▶ **What you need to do**
Reproduce all the data verbatim.

Stored entries:

-------

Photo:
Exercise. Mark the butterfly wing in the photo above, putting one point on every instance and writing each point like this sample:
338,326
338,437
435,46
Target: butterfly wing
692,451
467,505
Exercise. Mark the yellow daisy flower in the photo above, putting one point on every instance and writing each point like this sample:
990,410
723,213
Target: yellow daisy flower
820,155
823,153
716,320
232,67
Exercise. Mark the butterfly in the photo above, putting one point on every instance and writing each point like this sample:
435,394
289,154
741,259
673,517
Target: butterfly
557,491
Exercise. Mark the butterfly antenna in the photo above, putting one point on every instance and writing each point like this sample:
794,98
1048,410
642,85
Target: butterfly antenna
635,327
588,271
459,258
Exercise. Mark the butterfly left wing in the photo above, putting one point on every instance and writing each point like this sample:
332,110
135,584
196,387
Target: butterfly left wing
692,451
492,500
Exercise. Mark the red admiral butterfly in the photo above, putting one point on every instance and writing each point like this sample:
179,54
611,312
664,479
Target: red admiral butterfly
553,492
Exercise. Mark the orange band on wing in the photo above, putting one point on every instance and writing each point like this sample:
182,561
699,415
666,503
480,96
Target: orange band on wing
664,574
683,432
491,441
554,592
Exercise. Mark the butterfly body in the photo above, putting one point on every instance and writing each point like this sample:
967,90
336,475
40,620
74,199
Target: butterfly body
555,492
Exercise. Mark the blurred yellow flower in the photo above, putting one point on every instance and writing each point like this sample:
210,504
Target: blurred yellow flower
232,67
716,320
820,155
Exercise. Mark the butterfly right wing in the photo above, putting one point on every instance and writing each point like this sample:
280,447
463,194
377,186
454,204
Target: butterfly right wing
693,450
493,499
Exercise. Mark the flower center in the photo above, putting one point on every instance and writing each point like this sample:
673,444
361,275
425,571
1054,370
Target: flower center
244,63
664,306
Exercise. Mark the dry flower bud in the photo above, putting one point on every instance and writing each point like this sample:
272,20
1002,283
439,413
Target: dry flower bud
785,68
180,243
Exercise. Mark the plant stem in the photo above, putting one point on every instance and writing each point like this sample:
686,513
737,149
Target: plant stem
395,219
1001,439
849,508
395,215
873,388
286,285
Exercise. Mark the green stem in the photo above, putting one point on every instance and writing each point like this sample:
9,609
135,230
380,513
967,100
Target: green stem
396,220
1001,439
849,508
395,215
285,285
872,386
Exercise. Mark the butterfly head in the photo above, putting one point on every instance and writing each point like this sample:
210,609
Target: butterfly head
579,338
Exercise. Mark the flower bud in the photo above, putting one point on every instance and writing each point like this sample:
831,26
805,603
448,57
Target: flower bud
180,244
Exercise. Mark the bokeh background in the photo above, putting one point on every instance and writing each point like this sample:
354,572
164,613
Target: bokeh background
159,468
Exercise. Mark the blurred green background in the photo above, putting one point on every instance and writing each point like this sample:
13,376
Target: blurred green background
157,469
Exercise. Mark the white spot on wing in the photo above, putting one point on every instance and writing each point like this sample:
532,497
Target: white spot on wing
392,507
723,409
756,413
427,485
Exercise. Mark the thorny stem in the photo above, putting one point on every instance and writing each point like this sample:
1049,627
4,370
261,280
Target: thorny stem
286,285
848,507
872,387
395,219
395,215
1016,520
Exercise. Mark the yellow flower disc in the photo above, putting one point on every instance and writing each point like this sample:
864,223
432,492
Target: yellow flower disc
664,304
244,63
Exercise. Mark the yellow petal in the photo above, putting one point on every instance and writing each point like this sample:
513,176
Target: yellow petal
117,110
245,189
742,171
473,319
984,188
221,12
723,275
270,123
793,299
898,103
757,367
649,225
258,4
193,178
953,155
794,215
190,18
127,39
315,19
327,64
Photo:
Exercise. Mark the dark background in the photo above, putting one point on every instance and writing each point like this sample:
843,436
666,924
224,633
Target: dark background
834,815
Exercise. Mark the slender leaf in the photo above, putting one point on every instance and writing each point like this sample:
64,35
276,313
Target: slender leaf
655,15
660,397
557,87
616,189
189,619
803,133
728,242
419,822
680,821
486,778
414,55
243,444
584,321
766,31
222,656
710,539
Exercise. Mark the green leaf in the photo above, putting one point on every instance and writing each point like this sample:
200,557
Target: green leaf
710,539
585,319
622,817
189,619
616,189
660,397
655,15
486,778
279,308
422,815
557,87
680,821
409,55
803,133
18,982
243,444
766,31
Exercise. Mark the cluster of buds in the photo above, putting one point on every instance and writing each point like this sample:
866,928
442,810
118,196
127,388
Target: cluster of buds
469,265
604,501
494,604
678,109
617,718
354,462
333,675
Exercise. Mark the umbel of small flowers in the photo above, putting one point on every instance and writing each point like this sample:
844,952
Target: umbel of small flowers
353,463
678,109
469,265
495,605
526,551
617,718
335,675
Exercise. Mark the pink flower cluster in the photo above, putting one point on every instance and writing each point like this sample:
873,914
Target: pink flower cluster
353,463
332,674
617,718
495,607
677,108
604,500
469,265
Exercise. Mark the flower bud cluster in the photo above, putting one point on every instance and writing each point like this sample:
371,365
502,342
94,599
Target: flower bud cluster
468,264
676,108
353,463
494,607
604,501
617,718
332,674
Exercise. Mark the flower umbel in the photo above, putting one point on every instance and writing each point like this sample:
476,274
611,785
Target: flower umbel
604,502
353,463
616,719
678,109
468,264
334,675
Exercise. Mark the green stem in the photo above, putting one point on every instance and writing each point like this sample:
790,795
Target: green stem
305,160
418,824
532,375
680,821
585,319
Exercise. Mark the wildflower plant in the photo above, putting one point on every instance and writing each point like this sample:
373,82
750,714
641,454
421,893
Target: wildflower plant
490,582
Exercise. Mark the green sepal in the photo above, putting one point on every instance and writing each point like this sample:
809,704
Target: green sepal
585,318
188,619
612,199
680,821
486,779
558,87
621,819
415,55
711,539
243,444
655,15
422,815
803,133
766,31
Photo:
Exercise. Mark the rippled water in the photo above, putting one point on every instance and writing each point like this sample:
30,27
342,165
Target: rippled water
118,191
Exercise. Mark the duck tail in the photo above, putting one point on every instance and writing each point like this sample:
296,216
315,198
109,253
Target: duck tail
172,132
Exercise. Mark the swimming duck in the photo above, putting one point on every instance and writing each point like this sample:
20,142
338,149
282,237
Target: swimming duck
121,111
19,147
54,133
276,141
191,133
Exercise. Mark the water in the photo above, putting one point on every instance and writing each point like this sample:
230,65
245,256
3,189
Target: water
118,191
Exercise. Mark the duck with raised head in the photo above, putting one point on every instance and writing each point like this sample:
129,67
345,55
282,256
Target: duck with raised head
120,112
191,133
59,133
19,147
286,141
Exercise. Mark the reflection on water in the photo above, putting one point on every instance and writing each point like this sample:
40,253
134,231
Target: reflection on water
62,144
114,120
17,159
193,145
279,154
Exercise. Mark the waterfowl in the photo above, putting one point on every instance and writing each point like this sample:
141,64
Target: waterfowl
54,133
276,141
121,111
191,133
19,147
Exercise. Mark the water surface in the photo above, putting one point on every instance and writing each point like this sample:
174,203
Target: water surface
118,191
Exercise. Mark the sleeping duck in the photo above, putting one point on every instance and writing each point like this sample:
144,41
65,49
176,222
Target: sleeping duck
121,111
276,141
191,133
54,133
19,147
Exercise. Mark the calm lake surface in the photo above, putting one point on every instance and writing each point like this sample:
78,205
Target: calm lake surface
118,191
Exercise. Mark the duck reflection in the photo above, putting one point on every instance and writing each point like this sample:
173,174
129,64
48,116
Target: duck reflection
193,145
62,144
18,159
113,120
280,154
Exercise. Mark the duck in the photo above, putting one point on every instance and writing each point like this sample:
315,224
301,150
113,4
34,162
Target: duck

-------

▶ **Reply**
Photo:
Exercise. Mark the butterfly wing in the photo above, putting one point on every instance and writing each point like this sample:
338,326
338,437
435,46
Target: butterfly wing
692,451
467,505
Exercise. Mark the yellow daisy flower in the photo above, putting one point on every instance and writing each point like this sample:
990,410
723,213
Target: yellow daisy flower
820,155
823,153
716,320
232,67
Exercise. Mark the butterfly in the photo above, putting one point on every instance and writing each point like this sample:
435,394
289,154
741,259
673,517
Target: butterfly
557,491
Exercise. Mark the butterfly antenna in the photo above, putting one point on every instance and writing each point like this sample:
794,98
1048,410
642,85
Target: butterfly antenna
635,327
588,271
459,258
Exercise. Mark the butterfly left wing in the photo above, putting one point on every instance and writing each point like this sample:
332,110
135,584
196,387
Target: butterfly left wing
692,451
492,500
Exercise. Mark the red admiral butterfly in the photo above, putting one point on every instance and writing each point like this sample:
179,54
611,312
664,479
Target: red admiral butterfly
553,492
Exercise. Mark the orange band on wing in the photo above, putting one point on every instance and writing each point like this sample:
182,561
699,415
666,503
480,96
Target: orange band on wing
664,574
683,432
491,441
554,592
Exercise. Mark the butterfly body in the photo above, putting one point on every instance and writing each point like this sample:
967,90
336,475
40,620
74,199
Target: butterfly body
555,492
Exercise. Mark the blurred yellow flower in the photo above, putting one point on every instance and writing each point like this sample:
210,504
Target: blurred yellow flower
232,67
716,320
820,155
Exercise. Mark the butterfly right wing in the photo above, putting one point on every instance and writing each point like this sample:
280,447
463,194
377,186
454,204
Target: butterfly right wing
693,450
493,499
Exercise. Mark the flower center in the photo above, putting one point on every instance and writing each point like this sample:
673,444
361,275
425,571
1054,370
Target: flower center
244,63
664,306
Exercise. Mark the dry flower bud in the photo above, putting one point on every instance and writing each point like this sample:
272,20
1002,283
439,413
Target: dry flower bud
785,68
180,243
Exercise. Mark the plant stem in the photo above, putting one point on every instance and writing each point like this sample:
686,513
737,149
Target: plant stem
395,219
1001,439
849,508
395,215
873,388
286,285
Exercise. Mark the green stem in the photo above, putting one point on every instance and writing each point like this sample:
9,609
135,230
380,513
967,100
Target: green stem
396,220
1001,439
849,508
395,215
285,285
872,386
Exercise. Mark the butterfly head in the photo above, putting one point on every instance and writing each point like this sample:
210,609
Target: butterfly head
579,338
Exercise. Mark the flower bud in the photo above, putting one point on every instance and writing each point like this sample:
831,26
805,603
448,57
Target: flower bud
180,244
Exercise. Mark the bokeh background in the photo above, putting one point on every instance and writing each point like this sample:
354,572
164,613
Target: bokeh background
159,468
Exercise. Mark the blurred green background in the photo above, putting one point on every instance and writing each point like this sample:
13,376
Target: blurred green background
157,469
Exercise. Mark the white spot on wing in the photo above, putting one point on every instance and writing each point like this sample:
532,497
Target: white spot on wing
392,507
723,409
756,413
427,485
Exercise. Mark the thorny stem in the photo above, putting one point on every instance and writing each point like this sample:
1049,627
4,370
261,280
Target: thorny stem
286,285
848,507
872,387
395,219
395,215
1016,520
Exercise. Mark the yellow flower disc in the photo above, putting one point on every instance and writing each point like this sample:
864,223
432,492
Target: yellow flower disc
664,304
244,63
Exercise. Mark the yellow petal in the photo above, putting one point on every instance and writing each point like this sample:
513,176
Target: yellow petal
117,110
245,189
742,171
473,319
984,188
221,12
723,275
270,123
793,299
898,103
757,367
649,225
258,4
193,178
953,155
794,215
190,18
127,39
315,19
327,64
Photo:
Exercise. Mark the dark background in the photo above, putting one point on every instance and writing each point like this sample:
843,436
666,924
224,633
Target: dark background
834,815
Exercise. Mark the slender leaf in the photo above, putting one point on every instance and writing each point like this sample:
64,35
276,313
Target: slender leaf
655,15
660,397
557,87
616,189
189,619
803,133
728,242
419,822
680,821
486,778
414,55
243,444
584,321
766,31
222,656
710,539
Exercise. Mark the green leaf in the photo above, putting one point on every instance and writing each point like this sample:
200,557
Target: green leaf
710,539
585,319
622,817
189,619
616,189
660,397
655,15
486,778
279,308
422,815
557,87
680,821
409,55
803,133
18,982
243,444
766,31
Exercise. Mark the cluster of buds in the photo above, putting one point on every instance and writing each point like this sample:
866,928
442,810
118,196
127,388
Target: cluster of buds
469,265
604,501
494,604
678,109
617,718
354,462
333,675
Exercise. Mark the umbel of small flowers in the photo above, putting one point on every instance and writing each point like this sample:
844,952
Target: umbel of small flowers
353,463
678,109
469,265
495,605
526,551
617,718
335,675
Exercise. Mark the pink flower cluster in the photo above, putting one point on every instance and writing each point like this sample:
873,914
Target: pink flower cluster
353,463
332,674
617,718
495,607
677,108
604,500
469,265
Exercise. Mark the flower bud cluster in the photo above, putting one point on every instance and writing each point like this sample:
371,365
502,342
94,599
Target: flower bud cluster
468,264
676,108
353,463
494,607
604,501
617,718
332,674
Exercise. Mark the flower umbel in the photo above, putting one point on every instance and writing each point like this sample:
476,274
611,785
Target: flower umbel
604,502
353,463
616,719
678,109
468,264
334,675
Exercise. Mark the green stem in the photo above, putting one point on every instance and writing each point like this sample:
790,795
Target: green stem
305,160
418,824
532,375
680,821
585,319
Exercise. Mark the wildflower plant in the photo above, putting one point on every instance and writing each point like this sample:
373,82
750,714
641,454
421,893
Target: wildflower plant
490,582
Exercise. Mark the green sepal in the photo above, putting one point on every instance and writing each point like this sample:
809,704
Target: green sepal
585,318
188,619
612,199
680,821
486,779
558,87
621,819
415,55
711,539
243,444
655,15
422,815
803,133
766,31
Photo:
Exercise. Mark the rippled water in the photo above, putting one point on every instance and writing each point like this sample:
30,27
342,165
Target: rippled water
118,191
Exercise. Mark the duck tail in the photo above, putting one point on every instance and writing each point like this sample:
296,216
315,198
109,253
Target: duck tail
172,132
Exercise. Mark the swimming duck in the photo above, putting one point on every instance and writing each point like this sample:
20,142
338,149
282,237
Target: swimming duck
121,111
19,147
54,133
276,141
191,133
Exercise. Mark the water in the photo above, putting one point on every instance and writing each point like this sample:
230,65
245,256
3,189
Target: water
118,191
Exercise. Mark the duck with raised head in the photo above, putting one point on every instance and writing each point like this sample:
129,67
345,55
282,256
Target: duck with raised head
120,112
191,133
59,133
19,147
286,141
Exercise. Mark the reflection on water in the photo above, putting one point on every instance and writing each point like this sample:
40,253
134,231
Target: reflection on water
62,144
114,120
17,159
193,145
279,154
Exercise. Mark the waterfowl in the photo above, putting one point on every instance and writing each point like this sample:
141,64
Target: waterfowl
54,133
276,141
121,111
191,133
19,147
Exercise. Mark the water surface in the photo above, putting one point on every instance and writing each point like this sample:
174,203
Target: water surface
118,191
Exercise. Mark the sleeping duck in the photo above, putting one point on every instance and writing each point like this sample:
144,41
65,49
176,222
Target: sleeping duck
121,111
276,141
191,133
54,133
19,147
Exercise. Mark the calm lake surface in the photo above, putting one point on every instance and writing each point like this sample:
78,205
Target: calm lake surface
118,191
Exercise. Mark the duck reflection in the photo above, putting one point on every instance and writing each point like this sample:
173,174
129,64
48,116
Target: duck reflection
193,145
62,144
18,159
113,120
280,154
Exercise. Mark the duck in the photo above, putting one point on every instance and writing each point like this sample:
315,224
301,150
113,4
34,162
Target: duck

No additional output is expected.